PROBLEM DETAILS: When a line in the material beneath includes the word "dark", add it to the count, and report the count alone.

↓↓↓

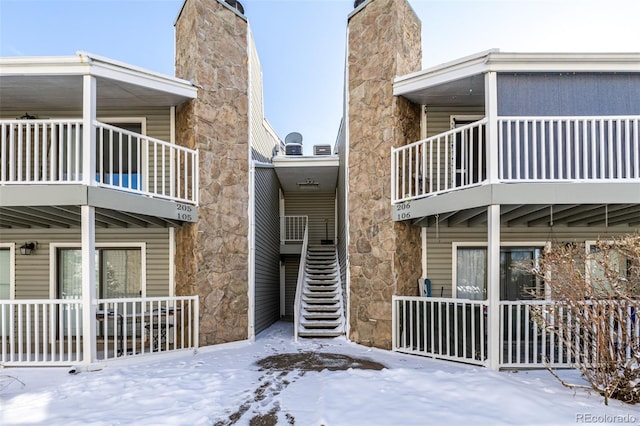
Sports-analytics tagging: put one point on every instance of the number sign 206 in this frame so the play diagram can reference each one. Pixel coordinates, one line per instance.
(403, 211)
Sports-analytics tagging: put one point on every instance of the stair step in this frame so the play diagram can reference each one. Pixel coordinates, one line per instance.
(325, 283)
(321, 301)
(322, 308)
(322, 315)
(320, 333)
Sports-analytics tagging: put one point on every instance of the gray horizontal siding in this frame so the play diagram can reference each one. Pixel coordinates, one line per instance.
(267, 249)
(317, 207)
(32, 272)
(440, 245)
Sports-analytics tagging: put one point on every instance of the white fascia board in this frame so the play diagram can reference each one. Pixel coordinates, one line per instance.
(114, 70)
(444, 73)
(306, 161)
(42, 65)
(564, 62)
(85, 63)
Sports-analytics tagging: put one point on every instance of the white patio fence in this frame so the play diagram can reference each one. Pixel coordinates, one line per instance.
(49, 332)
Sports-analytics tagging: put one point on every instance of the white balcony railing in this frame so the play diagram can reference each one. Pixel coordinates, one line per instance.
(49, 332)
(568, 148)
(292, 229)
(529, 149)
(447, 161)
(51, 152)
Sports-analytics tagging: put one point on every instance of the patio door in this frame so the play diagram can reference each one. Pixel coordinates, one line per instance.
(118, 275)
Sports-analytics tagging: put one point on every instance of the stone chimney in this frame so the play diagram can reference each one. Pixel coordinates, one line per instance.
(385, 256)
(212, 255)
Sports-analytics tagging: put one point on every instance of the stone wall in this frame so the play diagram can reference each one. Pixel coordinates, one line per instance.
(385, 257)
(212, 254)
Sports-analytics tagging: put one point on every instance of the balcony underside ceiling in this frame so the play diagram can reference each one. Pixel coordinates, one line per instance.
(528, 215)
(531, 205)
(58, 206)
(54, 92)
(69, 217)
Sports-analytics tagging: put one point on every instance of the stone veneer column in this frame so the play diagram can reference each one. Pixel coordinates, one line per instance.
(212, 255)
(385, 256)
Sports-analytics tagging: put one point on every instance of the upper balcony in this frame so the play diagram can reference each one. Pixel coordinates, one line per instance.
(554, 129)
(50, 166)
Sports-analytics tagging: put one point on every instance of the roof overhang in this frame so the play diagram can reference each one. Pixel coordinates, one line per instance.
(307, 174)
(461, 82)
(57, 82)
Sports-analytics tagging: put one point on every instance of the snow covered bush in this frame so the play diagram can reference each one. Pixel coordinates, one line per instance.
(595, 311)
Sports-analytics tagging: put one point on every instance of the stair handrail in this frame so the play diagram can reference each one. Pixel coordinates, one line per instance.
(301, 275)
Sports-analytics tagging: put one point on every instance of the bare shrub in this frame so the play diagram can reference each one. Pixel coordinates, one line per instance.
(595, 311)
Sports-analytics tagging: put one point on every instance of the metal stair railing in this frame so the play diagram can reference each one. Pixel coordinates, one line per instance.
(301, 277)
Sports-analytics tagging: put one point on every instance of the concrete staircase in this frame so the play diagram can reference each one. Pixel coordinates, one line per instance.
(321, 307)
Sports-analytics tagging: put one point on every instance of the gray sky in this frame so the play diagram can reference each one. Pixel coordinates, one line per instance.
(301, 43)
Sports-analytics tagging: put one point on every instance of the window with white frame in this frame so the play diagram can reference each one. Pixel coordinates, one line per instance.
(470, 272)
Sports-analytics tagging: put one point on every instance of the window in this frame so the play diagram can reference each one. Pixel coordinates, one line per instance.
(601, 271)
(515, 283)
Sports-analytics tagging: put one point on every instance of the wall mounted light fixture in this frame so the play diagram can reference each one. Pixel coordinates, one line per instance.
(29, 247)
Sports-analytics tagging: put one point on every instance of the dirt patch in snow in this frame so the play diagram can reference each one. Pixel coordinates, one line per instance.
(312, 361)
(277, 377)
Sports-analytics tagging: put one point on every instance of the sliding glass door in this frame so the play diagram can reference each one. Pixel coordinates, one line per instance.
(118, 275)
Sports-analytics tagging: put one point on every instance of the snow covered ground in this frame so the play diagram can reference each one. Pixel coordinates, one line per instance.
(224, 385)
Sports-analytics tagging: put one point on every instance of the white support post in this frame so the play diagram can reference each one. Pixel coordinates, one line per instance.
(424, 251)
(491, 111)
(89, 302)
(493, 284)
(88, 130)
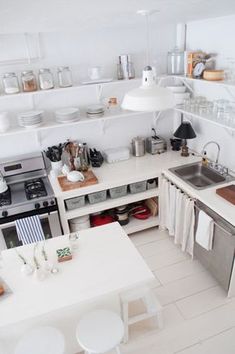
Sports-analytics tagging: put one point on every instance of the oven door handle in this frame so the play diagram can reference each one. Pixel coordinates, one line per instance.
(12, 223)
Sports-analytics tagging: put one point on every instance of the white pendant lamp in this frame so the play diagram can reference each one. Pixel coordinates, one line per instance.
(149, 97)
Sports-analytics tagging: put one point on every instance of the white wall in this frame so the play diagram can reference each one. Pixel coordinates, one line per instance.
(81, 50)
(214, 36)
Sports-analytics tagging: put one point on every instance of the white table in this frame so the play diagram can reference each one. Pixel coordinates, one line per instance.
(105, 264)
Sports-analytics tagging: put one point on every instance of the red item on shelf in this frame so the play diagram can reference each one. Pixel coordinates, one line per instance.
(98, 220)
(141, 212)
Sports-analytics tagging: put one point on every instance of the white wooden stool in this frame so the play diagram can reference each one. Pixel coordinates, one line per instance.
(100, 331)
(152, 305)
(41, 340)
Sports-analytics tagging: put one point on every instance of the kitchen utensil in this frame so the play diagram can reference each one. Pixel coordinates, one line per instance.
(122, 214)
(176, 62)
(66, 185)
(138, 146)
(4, 122)
(155, 144)
(75, 176)
(96, 158)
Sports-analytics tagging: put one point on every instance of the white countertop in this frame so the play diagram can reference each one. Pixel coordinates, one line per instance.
(106, 262)
(208, 196)
(125, 172)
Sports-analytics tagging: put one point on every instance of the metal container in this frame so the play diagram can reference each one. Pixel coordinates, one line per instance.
(138, 146)
(176, 62)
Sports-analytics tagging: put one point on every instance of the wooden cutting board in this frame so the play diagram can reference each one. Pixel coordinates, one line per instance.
(227, 193)
(66, 185)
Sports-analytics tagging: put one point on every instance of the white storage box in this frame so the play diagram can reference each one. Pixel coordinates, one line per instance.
(74, 203)
(97, 197)
(118, 192)
(116, 154)
(80, 223)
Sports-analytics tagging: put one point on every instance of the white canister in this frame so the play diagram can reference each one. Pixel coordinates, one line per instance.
(4, 122)
(80, 223)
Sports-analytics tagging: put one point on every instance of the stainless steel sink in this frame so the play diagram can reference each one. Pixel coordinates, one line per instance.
(199, 176)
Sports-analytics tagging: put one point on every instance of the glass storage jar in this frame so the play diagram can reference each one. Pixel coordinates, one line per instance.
(45, 79)
(29, 82)
(64, 76)
(10, 83)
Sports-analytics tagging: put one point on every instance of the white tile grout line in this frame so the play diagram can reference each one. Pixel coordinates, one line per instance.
(204, 340)
(204, 312)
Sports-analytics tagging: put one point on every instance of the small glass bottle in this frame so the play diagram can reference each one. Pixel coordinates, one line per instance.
(29, 82)
(45, 79)
(10, 83)
(64, 76)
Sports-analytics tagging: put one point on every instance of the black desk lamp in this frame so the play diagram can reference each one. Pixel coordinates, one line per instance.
(185, 131)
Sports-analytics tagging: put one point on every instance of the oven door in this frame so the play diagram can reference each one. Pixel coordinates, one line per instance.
(50, 225)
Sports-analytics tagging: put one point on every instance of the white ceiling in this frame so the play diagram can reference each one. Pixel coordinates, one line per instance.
(57, 15)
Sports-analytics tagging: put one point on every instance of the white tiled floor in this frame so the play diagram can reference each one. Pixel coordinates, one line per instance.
(199, 319)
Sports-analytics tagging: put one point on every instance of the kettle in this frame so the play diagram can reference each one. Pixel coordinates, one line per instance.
(138, 146)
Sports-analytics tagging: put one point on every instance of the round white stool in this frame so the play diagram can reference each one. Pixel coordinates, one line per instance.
(100, 331)
(41, 340)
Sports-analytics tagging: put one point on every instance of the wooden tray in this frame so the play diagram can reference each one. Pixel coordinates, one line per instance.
(227, 193)
(66, 185)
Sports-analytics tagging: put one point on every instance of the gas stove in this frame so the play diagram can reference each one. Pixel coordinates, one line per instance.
(29, 188)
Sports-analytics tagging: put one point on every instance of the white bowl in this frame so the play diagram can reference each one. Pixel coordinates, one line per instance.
(177, 88)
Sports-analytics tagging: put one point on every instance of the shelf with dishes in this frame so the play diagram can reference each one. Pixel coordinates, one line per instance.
(49, 122)
(222, 83)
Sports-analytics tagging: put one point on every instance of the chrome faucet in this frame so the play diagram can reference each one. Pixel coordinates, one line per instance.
(212, 142)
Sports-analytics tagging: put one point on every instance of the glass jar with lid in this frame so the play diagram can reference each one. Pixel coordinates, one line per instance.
(64, 76)
(29, 82)
(45, 79)
(10, 83)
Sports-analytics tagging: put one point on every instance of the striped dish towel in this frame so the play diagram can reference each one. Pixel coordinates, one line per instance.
(29, 229)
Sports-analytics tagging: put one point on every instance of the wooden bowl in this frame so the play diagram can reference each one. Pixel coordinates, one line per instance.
(213, 75)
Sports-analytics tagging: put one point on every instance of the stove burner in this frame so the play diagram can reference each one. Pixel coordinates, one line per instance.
(5, 198)
(35, 188)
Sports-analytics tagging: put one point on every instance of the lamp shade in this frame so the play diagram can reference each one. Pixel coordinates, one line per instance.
(185, 131)
(149, 97)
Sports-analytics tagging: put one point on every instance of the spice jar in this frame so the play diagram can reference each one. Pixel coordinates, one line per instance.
(45, 79)
(10, 83)
(64, 76)
(29, 82)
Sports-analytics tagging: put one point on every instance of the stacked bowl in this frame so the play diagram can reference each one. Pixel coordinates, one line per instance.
(67, 115)
(30, 119)
(180, 93)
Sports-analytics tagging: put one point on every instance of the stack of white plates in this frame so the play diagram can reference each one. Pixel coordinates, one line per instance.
(95, 111)
(30, 119)
(67, 115)
(180, 93)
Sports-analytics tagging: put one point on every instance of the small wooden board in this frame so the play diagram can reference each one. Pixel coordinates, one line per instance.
(66, 185)
(227, 193)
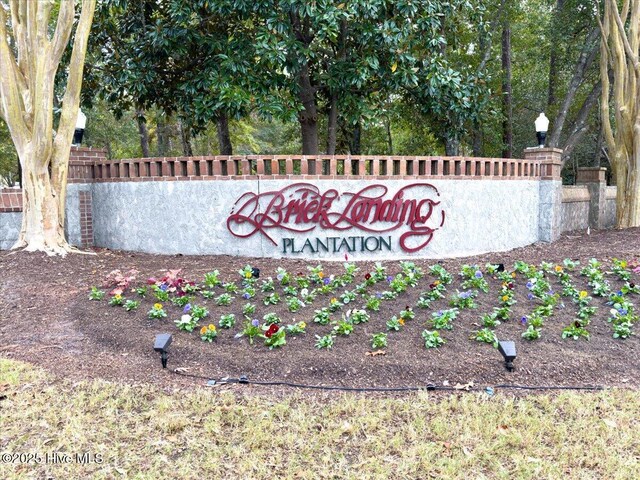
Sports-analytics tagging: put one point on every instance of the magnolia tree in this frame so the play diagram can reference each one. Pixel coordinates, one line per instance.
(619, 50)
(32, 43)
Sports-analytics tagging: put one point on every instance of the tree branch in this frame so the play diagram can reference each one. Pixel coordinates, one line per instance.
(64, 27)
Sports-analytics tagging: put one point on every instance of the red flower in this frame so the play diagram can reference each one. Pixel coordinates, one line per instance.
(273, 328)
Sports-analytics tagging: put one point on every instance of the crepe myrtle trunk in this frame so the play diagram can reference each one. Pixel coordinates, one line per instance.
(224, 138)
(308, 117)
(30, 54)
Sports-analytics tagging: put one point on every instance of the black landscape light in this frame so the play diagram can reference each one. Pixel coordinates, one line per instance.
(163, 340)
(508, 350)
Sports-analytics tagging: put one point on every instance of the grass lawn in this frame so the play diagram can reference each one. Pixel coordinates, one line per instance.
(145, 432)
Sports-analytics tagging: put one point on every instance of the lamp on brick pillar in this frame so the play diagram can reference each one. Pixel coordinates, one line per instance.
(549, 191)
(542, 127)
(79, 131)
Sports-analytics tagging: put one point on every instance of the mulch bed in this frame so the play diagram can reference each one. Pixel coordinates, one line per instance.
(46, 318)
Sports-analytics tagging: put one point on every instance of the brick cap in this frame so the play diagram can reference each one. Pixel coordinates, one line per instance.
(545, 149)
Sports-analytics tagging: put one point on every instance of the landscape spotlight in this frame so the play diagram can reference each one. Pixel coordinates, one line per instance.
(163, 340)
(508, 350)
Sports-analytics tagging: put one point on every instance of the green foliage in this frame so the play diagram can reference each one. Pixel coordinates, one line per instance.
(379, 340)
(325, 341)
(432, 339)
(96, 294)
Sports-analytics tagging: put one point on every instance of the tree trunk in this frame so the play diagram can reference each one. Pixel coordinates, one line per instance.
(355, 142)
(452, 145)
(308, 117)
(587, 56)
(143, 131)
(162, 134)
(41, 230)
(477, 140)
(185, 137)
(27, 82)
(553, 57)
(224, 138)
(332, 124)
(619, 50)
(507, 104)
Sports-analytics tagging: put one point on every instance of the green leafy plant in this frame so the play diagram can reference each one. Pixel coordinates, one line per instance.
(267, 285)
(486, 335)
(325, 341)
(575, 331)
(250, 330)
(297, 328)
(223, 300)
(395, 323)
(441, 274)
(96, 294)
(271, 318)
(358, 316)
(294, 304)
(531, 333)
(272, 299)
(211, 279)
(208, 333)
(117, 300)
(373, 303)
(463, 300)
(274, 336)
(622, 330)
(379, 340)
(443, 319)
(187, 323)
(490, 320)
(157, 311)
(322, 316)
(343, 327)
(227, 321)
(432, 339)
(141, 291)
(131, 305)
(473, 278)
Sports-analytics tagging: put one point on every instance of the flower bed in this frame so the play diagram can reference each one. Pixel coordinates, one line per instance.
(268, 308)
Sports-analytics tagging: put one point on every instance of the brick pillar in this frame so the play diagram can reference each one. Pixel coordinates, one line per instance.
(550, 191)
(596, 181)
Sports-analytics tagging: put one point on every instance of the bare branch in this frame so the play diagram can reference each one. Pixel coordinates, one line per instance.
(64, 27)
(625, 41)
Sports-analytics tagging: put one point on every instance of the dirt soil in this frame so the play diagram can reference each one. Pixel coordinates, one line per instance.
(46, 318)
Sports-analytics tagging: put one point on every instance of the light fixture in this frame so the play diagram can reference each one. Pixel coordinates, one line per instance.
(163, 340)
(542, 127)
(508, 350)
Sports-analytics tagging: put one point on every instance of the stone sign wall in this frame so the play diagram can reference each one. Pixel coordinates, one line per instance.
(319, 207)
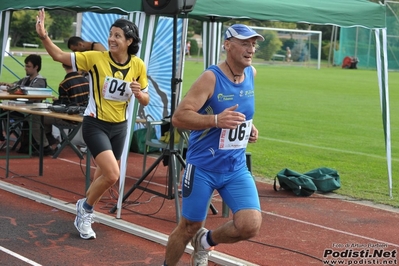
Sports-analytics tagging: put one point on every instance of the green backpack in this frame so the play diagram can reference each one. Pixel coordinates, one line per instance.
(300, 184)
(325, 179)
(321, 179)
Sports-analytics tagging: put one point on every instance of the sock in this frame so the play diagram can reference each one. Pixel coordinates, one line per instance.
(206, 241)
(209, 239)
(87, 207)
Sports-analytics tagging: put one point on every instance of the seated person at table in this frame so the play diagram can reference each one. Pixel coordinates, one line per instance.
(33, 65)
(73, 91)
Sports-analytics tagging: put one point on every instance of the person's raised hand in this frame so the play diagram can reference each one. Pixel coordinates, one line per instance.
(41, 31)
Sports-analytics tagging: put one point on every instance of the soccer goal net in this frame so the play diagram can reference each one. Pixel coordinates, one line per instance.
(289, 47)
(360, 42)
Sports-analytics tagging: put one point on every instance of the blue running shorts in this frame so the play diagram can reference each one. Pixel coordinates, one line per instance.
(237, 189)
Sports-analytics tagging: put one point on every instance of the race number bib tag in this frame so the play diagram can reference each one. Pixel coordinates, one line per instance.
(237, 138)
(116, 89)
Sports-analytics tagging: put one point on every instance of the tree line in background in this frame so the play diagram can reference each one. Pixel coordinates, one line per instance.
(59, 25)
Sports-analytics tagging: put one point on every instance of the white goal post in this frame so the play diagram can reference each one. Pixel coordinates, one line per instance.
(303, 41)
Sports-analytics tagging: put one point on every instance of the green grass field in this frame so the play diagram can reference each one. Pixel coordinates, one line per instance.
(309, 118)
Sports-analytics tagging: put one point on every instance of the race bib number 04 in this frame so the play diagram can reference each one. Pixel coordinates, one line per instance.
(116, 89)
(235, 138)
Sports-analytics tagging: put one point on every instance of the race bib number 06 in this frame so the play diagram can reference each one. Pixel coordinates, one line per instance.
(116, 89)
(235, 138)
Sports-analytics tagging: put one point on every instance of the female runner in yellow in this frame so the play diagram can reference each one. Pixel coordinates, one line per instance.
(115, 76)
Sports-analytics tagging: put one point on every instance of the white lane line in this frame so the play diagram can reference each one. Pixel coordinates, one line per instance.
(31, 262)
(328, 149)
(331, 229)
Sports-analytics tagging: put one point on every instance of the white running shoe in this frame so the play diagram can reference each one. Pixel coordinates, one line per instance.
(200, 256)
(83, 221)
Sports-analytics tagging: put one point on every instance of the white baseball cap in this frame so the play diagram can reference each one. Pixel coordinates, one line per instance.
(242, 32)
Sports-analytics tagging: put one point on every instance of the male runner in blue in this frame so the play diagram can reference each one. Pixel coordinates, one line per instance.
(218, 109)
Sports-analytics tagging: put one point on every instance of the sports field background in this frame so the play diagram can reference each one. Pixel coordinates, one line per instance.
(308, 118)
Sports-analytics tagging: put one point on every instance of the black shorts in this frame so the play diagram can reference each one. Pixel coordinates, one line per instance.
(101, 136)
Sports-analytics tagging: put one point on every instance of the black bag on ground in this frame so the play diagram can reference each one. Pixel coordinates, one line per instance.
(325, 179)
(300, 184)
(139, 139)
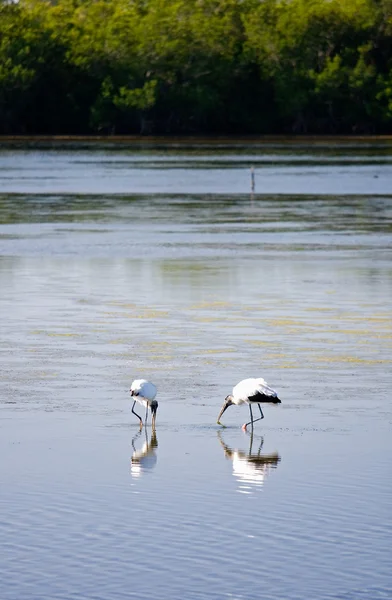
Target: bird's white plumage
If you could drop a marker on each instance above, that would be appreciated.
(145, 390)
(247, 388)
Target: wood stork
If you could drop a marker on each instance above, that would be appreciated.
(144, 393)
(250, 391)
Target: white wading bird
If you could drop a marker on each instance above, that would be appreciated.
(144, 392)
(250, 391)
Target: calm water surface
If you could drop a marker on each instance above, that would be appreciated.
(157, 262)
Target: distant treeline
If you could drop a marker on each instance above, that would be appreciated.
(195, 66)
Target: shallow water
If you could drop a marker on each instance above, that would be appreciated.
(117, 263)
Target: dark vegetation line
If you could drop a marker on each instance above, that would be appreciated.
(164, 67)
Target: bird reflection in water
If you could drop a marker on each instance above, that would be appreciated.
(145, 458)
(250, 468)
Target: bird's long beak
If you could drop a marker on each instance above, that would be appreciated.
(226, 404)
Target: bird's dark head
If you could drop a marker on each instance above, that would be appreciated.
(228, 402)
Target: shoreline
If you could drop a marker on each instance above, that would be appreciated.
(206, 140)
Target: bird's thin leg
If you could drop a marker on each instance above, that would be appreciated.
(251, 416)
(140, 419)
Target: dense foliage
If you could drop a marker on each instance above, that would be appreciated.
(196, 66)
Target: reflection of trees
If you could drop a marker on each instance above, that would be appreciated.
(251, 467)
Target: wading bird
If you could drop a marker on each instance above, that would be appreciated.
(250, 391)
(144, 392)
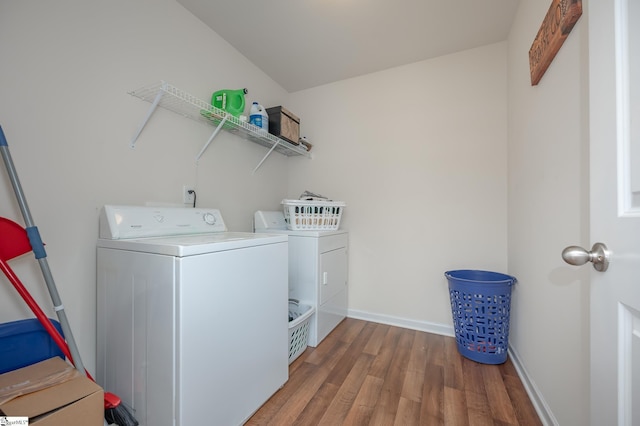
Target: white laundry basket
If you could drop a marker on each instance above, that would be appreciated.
(298, 328)
(304, 215)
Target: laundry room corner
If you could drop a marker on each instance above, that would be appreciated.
(418, 153)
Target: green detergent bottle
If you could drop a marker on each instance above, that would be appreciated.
(229, 100)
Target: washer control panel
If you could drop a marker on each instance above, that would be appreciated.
(124, 222)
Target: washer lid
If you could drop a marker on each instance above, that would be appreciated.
(195, 244)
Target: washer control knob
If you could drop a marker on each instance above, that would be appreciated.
(209, 218)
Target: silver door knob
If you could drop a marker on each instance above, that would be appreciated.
(599, 256)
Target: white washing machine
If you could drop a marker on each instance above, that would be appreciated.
(192, 319)
(318, 271)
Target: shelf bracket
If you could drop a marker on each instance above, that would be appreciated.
(265, 157)
(152, 109)
(213, 135)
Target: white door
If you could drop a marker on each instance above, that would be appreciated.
(614, 102)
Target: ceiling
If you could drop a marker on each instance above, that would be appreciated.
(306, 43)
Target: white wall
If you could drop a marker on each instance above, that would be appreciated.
(548, 210)
(418, 153)
(66, 69)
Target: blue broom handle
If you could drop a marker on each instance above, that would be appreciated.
(40, 253)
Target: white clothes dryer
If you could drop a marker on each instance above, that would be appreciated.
(318, 271)
(192, 323)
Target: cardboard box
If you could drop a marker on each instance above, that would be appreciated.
(284, 124)
(52, 393)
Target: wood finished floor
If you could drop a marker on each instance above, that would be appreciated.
(366, 373)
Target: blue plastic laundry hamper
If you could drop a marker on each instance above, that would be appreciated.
(481, 304)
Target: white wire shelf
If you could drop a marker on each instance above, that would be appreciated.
(180, 102)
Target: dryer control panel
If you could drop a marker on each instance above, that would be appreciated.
(124, 222)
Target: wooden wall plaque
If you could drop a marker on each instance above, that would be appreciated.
(556, 26)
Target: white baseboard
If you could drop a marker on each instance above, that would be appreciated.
(541, 407)
(429, 327)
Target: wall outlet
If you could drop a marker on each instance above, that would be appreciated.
(188, 194)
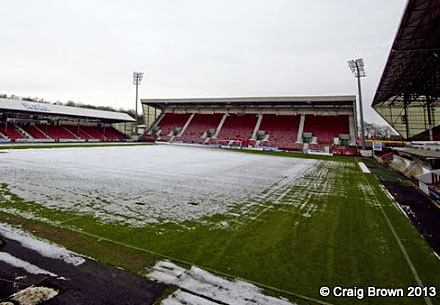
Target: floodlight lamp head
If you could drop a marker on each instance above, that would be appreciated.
(137, 77)
(357, 67)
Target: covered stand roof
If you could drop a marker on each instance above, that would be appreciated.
(409, 90)
(249, 101)
(12, 105)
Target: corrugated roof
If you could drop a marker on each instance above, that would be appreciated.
(413, 65)
(270, 99)
(49, 109)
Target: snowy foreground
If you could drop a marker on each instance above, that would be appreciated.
(199, 287)
(42, 247)
(196, 286)
(144, 184)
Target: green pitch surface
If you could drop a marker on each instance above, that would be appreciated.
(331, 226)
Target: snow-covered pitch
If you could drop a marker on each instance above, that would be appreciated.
(145, 184)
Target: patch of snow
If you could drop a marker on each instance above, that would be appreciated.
(165, 183)
(19, 263)
(364, 168)
(180, 297)
(34, 295)
(44, 248)
(203, 283)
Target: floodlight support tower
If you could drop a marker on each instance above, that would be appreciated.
(357, 67)
(137, 78)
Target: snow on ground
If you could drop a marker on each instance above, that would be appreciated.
(19, 263)
(44, 248)
(202, 286)
(34, 295)
(145, 184)
(364, 168)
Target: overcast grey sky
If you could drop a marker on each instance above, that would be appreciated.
(86, 51)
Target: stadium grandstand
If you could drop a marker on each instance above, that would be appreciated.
(408, 95)
(309, 124)
(25, 121)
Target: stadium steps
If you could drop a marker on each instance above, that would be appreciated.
(186, 124)
(220, 125)
(45, 134)
(257, 126)
(23, 132)
(156, 123)
(68, 130)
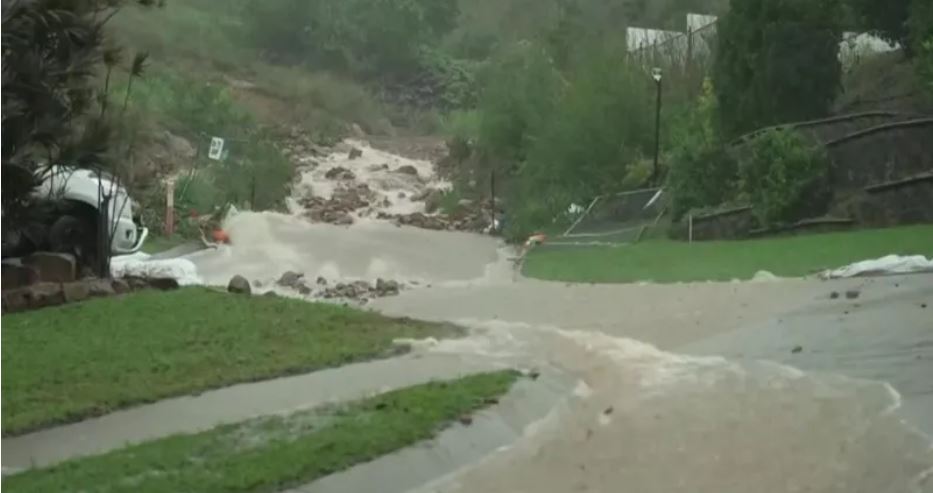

↑↑↑

RESPONSE TO THIS TASK: 2